(Natural language region descriptions)
..............................

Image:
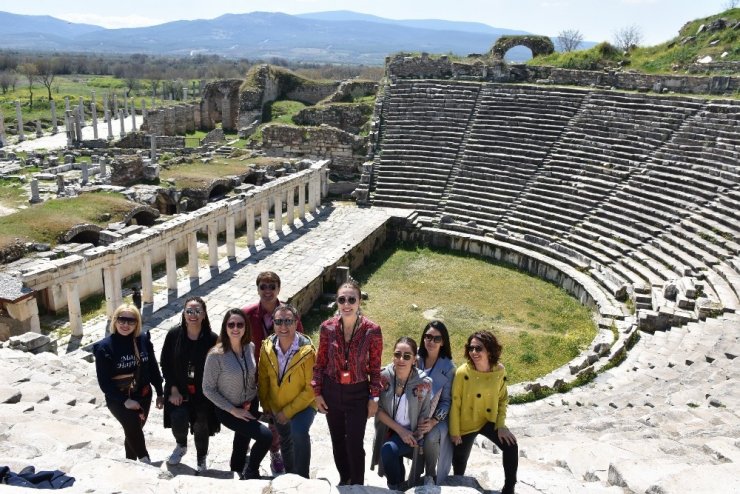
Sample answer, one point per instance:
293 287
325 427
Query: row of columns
112 273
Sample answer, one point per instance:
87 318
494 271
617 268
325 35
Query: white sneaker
177 455
202 465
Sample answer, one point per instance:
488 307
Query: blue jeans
295 443
391 454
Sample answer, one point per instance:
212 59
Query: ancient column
153 153
110 124
213 244
171 262
277 200
120 117
19 120
94 110
35 198
147 283
85 173
250 226
193 255
265 219
230 236
290 201
3 139
112 286
54 128
302 200
73 307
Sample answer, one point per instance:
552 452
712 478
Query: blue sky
596 19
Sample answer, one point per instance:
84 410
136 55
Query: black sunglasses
433 337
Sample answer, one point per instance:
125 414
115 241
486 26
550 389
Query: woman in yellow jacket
284 387
479 399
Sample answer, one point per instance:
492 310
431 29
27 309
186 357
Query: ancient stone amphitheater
629 201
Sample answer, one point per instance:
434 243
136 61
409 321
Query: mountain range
328 37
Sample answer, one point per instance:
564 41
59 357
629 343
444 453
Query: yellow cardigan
477 398
294 393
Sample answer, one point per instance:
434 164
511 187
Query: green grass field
540 326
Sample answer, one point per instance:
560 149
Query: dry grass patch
539 324
45 222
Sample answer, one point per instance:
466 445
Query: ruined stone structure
539 45
346 150
477 69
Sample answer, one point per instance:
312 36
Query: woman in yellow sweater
479 398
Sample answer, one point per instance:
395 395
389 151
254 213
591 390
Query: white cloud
109 21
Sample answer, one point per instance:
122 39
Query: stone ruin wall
426 67
347 151
173 120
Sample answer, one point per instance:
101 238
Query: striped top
224 379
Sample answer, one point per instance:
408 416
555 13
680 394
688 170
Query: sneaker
177 454
202 467
276 463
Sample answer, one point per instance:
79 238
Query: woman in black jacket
183 359
127 368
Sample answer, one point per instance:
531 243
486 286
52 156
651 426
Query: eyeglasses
347 300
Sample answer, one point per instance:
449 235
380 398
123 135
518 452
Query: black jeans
347 418
510 453
244 430
133 425
182 418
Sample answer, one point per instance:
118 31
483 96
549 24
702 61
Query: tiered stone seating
512 132
610 137
423 130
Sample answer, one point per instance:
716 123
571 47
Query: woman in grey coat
404 401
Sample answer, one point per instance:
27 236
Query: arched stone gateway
85 233
142 215
540 45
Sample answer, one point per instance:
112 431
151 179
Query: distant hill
332 37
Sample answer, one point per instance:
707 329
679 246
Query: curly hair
490 343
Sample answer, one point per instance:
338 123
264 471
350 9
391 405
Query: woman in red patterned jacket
346 380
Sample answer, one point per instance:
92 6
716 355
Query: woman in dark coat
183 359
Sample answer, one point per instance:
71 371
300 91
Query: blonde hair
126 308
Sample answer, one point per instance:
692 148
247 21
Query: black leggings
510 453
133 425
244 430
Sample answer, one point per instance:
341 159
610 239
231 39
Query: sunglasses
346 300
434 338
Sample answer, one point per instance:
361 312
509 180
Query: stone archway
540 45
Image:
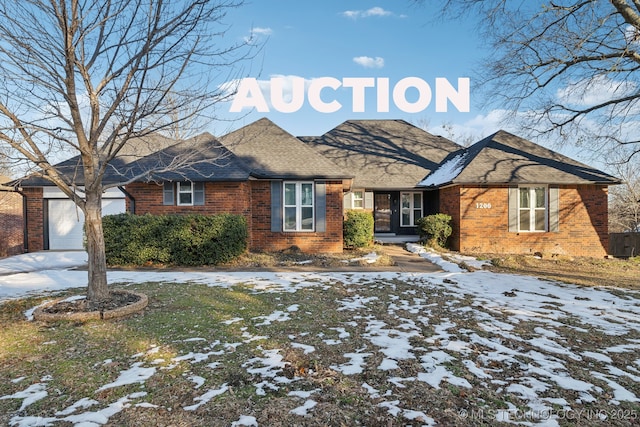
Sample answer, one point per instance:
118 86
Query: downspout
25 222
132 200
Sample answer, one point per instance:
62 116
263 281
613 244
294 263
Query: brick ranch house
505 194
11 220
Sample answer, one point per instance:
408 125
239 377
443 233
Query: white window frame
180 191
532 209
412 208
298 206
354 199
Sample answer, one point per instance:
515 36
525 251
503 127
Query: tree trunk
97 289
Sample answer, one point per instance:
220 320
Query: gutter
25 222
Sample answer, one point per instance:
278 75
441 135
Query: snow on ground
501 306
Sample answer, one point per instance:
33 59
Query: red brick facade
252 199
262 238
35 218
11 224
480 220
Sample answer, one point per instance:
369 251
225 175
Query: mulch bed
116 300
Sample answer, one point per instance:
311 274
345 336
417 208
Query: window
298 206
185 193
532 209
410 209
357 199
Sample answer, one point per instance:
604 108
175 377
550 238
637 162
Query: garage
64 222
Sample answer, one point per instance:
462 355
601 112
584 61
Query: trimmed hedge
174 239
435 229
358 229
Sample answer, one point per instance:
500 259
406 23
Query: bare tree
90 77
569 69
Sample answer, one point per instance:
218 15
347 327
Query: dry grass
624 273
80 358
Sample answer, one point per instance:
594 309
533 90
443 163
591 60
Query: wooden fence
624 244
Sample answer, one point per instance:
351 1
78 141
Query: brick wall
11 224
262 238
253 200
583 229
35 219
219 197
449 201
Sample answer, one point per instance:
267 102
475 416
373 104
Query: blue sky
359 39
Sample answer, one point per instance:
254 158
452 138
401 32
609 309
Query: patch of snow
304 409
30 395
135 374
305 348
276 316
46 260
206 397
434 258
245 420
369 258
354 366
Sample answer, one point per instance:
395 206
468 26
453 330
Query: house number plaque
483 205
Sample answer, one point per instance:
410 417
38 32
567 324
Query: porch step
395 238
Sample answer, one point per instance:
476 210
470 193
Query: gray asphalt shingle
383 154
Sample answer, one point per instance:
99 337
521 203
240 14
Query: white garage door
66 222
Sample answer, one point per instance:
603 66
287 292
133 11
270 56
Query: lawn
366 348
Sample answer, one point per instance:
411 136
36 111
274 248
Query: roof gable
71 169
383 154
505 158
201 158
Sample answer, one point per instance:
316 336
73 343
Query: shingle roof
383 154
505 158
268 151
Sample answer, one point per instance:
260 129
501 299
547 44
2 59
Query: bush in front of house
358 229
435 229
174 239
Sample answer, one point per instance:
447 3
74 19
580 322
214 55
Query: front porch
392 238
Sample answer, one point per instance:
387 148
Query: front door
382 218
385 209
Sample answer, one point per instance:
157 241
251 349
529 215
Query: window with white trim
185 193
410 208
357 199
532 208
298 204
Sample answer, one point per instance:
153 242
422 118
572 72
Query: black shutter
321 207
198 193
276 206
513 209
167 194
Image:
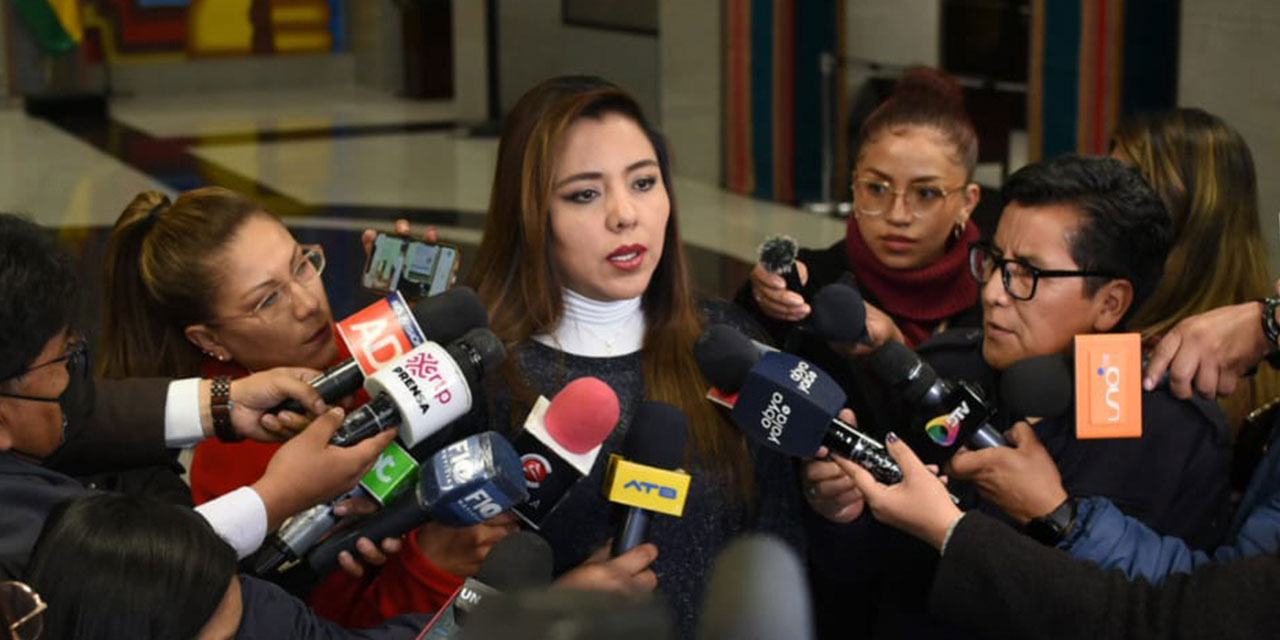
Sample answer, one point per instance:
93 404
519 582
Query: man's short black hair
1127 229
37 286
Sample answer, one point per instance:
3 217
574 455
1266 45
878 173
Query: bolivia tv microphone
387 329
645 478
954 414
464 484
424 389
785 403
560 443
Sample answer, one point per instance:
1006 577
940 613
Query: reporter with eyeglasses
1079 246
214 284
53 410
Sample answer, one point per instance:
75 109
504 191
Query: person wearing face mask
213 283
1079 246
44 369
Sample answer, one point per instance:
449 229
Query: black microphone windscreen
757 592
839 314
657 435
520 561
900 366
447 316
1038 387
725 356
778 254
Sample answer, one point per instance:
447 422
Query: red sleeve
407 584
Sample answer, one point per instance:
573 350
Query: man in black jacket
997 583
1079 247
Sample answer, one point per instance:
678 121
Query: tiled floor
332 163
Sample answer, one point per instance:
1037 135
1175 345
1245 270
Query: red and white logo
421 365
536 469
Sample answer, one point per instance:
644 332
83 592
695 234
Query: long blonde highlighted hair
1203 172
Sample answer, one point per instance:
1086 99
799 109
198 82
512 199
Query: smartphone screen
414 268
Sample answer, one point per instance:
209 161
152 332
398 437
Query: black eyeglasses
1018 277
77 365
21 611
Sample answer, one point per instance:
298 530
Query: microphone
778 256
519 562
839 314
645 476
758 592
956 412
464 484
784 402
394 472
560 443
387 329
424 389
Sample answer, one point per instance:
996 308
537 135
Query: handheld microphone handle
392 521
374 417
845 440
987 437
333 385
631 533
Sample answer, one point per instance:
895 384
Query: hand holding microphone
389 328
777 279
464 484
1022 479
307 470
919 504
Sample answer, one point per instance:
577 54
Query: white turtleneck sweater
597 329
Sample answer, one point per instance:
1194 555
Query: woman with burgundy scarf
908 250
908 241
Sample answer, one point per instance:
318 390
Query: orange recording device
1109 385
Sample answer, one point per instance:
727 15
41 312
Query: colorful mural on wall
150 30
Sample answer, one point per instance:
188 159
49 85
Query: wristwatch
1052 529
220 408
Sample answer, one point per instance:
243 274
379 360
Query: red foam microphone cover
583 414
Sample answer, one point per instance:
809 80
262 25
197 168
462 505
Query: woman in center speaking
583 272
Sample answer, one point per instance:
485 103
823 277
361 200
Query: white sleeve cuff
182 425
240 519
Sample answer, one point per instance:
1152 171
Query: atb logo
536 469
1110 375
649 488
804 376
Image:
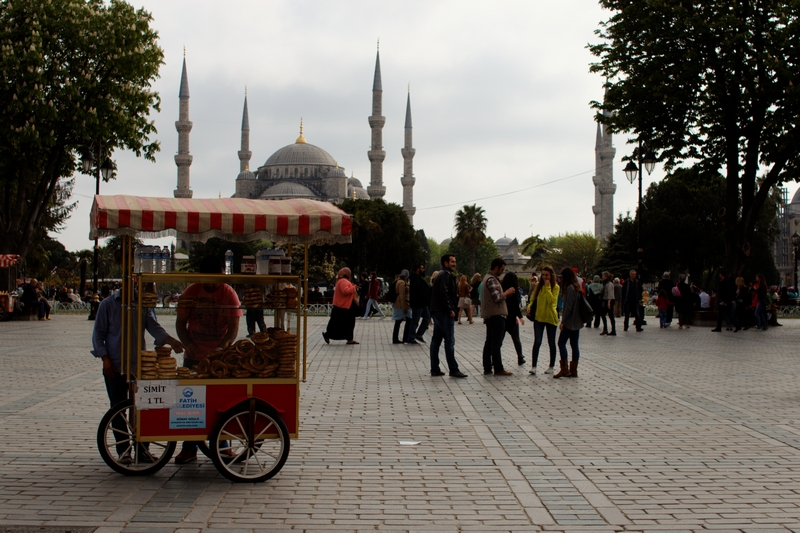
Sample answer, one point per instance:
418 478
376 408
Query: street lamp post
646 159
105 170
795 244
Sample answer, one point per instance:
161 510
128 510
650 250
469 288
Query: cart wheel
116 442
257 442
204 449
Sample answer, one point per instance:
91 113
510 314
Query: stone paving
664 430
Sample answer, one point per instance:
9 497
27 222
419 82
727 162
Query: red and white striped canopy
7 260
233 219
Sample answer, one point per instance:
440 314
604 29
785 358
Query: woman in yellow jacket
545 316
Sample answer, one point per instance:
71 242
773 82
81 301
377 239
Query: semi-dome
359 192
300 154
288 189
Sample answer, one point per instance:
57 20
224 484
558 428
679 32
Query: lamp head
631 171
107 168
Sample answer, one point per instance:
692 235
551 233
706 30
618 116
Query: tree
581 250
75 73
715 82
618 255
383 239
483 257
535 247
470 227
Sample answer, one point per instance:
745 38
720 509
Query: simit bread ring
232 360
258 361
218 369
245 349
260 337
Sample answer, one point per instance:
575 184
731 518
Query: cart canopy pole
305 310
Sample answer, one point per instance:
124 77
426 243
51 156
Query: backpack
391 294
584 309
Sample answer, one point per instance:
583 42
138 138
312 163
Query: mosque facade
301 169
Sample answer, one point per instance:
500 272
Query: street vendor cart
8 285
243 399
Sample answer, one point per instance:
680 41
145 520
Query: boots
396 332
564 372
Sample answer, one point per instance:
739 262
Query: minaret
604 187
408 166
376 154
183 159
245 153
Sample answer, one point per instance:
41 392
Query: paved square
665 430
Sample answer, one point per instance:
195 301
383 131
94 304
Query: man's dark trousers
443 330
495 333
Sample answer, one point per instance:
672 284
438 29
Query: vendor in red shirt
209 321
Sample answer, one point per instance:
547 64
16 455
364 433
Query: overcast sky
500 96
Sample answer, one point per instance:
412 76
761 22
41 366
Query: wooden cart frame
247 422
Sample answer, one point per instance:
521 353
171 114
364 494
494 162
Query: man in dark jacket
631 294
420 299
444 305
726 301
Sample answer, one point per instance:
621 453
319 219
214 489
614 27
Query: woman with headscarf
345 308
514 316
401 310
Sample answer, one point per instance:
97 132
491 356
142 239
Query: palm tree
536 248
470 227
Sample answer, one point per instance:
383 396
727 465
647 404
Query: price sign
158 394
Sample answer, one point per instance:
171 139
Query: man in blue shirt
107 344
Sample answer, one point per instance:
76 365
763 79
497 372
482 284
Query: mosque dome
300 154
336 173
286 190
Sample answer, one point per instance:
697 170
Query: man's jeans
495 332
632 309
418 329
726 311
443 330
370 304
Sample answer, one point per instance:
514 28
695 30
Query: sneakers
186 456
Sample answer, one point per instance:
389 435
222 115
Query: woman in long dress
345 307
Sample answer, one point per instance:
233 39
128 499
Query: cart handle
234 403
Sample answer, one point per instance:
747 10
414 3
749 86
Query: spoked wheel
250 442
116 440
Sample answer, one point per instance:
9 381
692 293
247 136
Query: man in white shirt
705 299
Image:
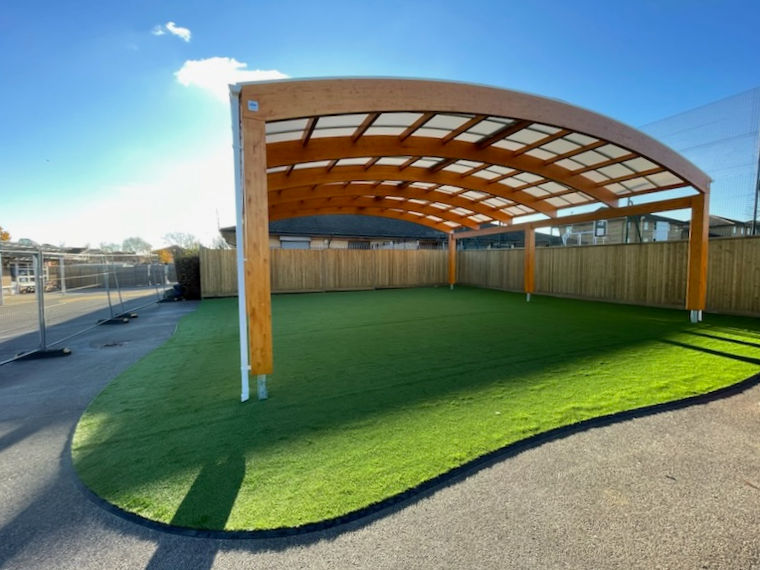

..............................

# PROBLEM DESCRIPTION
Output exactly and only the lines from the line containing "Query: palm tree" to the end of the entries, both included, and omit every picture.

# ANSWER TO THE PROBLEM
Query: palm tree
536 248
470 227
Sample answer, one point per instance:
383 396
727 465
647 404
Query: price sign
158 394
Sample answer, one point per instance:
171 139
Query: man in blue shirt
107 344
Sample answer, one point per instance:
76 365
763 79
497 372
482 284
Query: mosque dome
300 154
336 173
286 190
Sample answer, one point per instance:
697 170
Query: man's jeans
495 332
632 309
418 329
726 311
443 330
370 304
Sample answer, one point per instance:
514 28
695 30
Query: sneakers
186 456
Sample answer, one point per instance:
389 435
222 115
Query: woman in long dress
345 307
Sample answer, one point per instance:
233 39
128 499
Query: cart handle
234 403
Sample answer, one point per instance:
747 10
414 3
749 86
Query: spoked wheel
250 442
116 440
Sample answer, one point per instance:
9 381
692 293
247 136
Query: man in white shirt
705 299
Image:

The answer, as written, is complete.